- **Task objective**: The output should consist solely of the line containing "box: [6, 31, 82, 72]" and all lines after it through the final line of the entries below, reproduced exactly.

Records supplied: Begin

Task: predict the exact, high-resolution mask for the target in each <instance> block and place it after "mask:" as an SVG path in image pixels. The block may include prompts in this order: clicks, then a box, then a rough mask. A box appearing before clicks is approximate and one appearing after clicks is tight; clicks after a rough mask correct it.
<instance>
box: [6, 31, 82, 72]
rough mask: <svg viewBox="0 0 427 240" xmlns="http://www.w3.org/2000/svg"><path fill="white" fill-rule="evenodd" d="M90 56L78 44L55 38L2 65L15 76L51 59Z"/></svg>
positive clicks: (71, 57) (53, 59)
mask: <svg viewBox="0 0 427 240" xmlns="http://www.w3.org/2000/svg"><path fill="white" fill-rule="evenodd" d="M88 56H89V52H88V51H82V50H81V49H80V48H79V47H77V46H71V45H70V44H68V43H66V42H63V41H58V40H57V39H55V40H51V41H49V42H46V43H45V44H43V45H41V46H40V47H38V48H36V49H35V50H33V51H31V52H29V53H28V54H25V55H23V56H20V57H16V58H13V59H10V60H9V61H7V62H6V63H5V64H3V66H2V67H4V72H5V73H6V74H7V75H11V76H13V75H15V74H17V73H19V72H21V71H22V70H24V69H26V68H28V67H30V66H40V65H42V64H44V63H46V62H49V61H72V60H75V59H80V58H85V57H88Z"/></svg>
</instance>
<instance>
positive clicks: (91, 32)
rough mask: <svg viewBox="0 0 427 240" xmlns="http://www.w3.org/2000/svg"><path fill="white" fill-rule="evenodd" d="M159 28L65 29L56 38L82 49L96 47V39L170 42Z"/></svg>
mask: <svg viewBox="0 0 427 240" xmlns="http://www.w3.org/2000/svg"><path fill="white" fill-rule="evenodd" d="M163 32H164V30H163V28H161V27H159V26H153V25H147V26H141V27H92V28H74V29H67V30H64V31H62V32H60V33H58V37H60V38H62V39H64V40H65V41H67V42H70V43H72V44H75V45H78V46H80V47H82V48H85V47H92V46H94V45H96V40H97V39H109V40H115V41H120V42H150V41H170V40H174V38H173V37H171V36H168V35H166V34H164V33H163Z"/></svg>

Records supplied: End

- **Answer for the task**:
box: [6, 31, 82, 72]
rough mask: <svg viewBox="0 0 427 240" xmlns="http://www.w3.org/2000/svg"><path fill="white" fill-rule="evenodd" d="M90 56L78 44L55 38L2 65L15 76L51 59Z"/></svg>
positive clicks: (71, 57) (53, 59)
mask: <svg viewBox="0 0 427 240" xmlns="http://www.w3.org/2000/svg"><path fill="white" fill-rule="evenodd" d="M88 56H89V52H88V51H82V50H81V49H80V48H79V47H77V46H71V45H70V44H68V43H66V42H63V41H58V40H57V39H55V40H51V41H49V42H46V43H45V44H43V45H41V46H40V47H38V48H36V49H35V50H33V51H31V52H29V53H28V54H25V55H23V56H20V57H16V58H13V59H10V60H9V61H7V62H6V63H5V64H3V66H2V67H4V72H5V73H6V74H7V75H11V76H13V75H15V74H17V73H19V72H21V71H22V70H24V69H26V68H28V67H30V66H40V65H42V64H44V63H46V62H49V61H72V60H75V59H80V58H85V57H88Z"/></svg>
</instance>
<instance>
positive clicks: (91, 32)
rough mask: <svg viewBox="0 0 427 240" xmlns="http://www.w3.org/2000/svg"><path fill="white" fill-rule="evenodd" d="M159 28L65 29L56 38L82 49L96 47V39L170 42Z"/></svg>
mask: <svg viewBox="0 0 427 240" xmlns="http://www.w3.org/2000/svg"><path fill="white" fill-rule="evenodd" d="M163 32H164V30H163V28H161V27H159V26H153V25H147V26H141V27H92V28H74V29H67V30H64V31H62V32H60V33H58V37H60V38H62V39H64V40H65V41H67V42H70V43H72V44H75V45H78V46H80V47H82V48H85V47H92V46H94V45H96V40H97V39H109V40H115V41H120V42H150V41H170V40H174V38H173V37H171V36H168V35H166V34H164V33H163Z"/></svg>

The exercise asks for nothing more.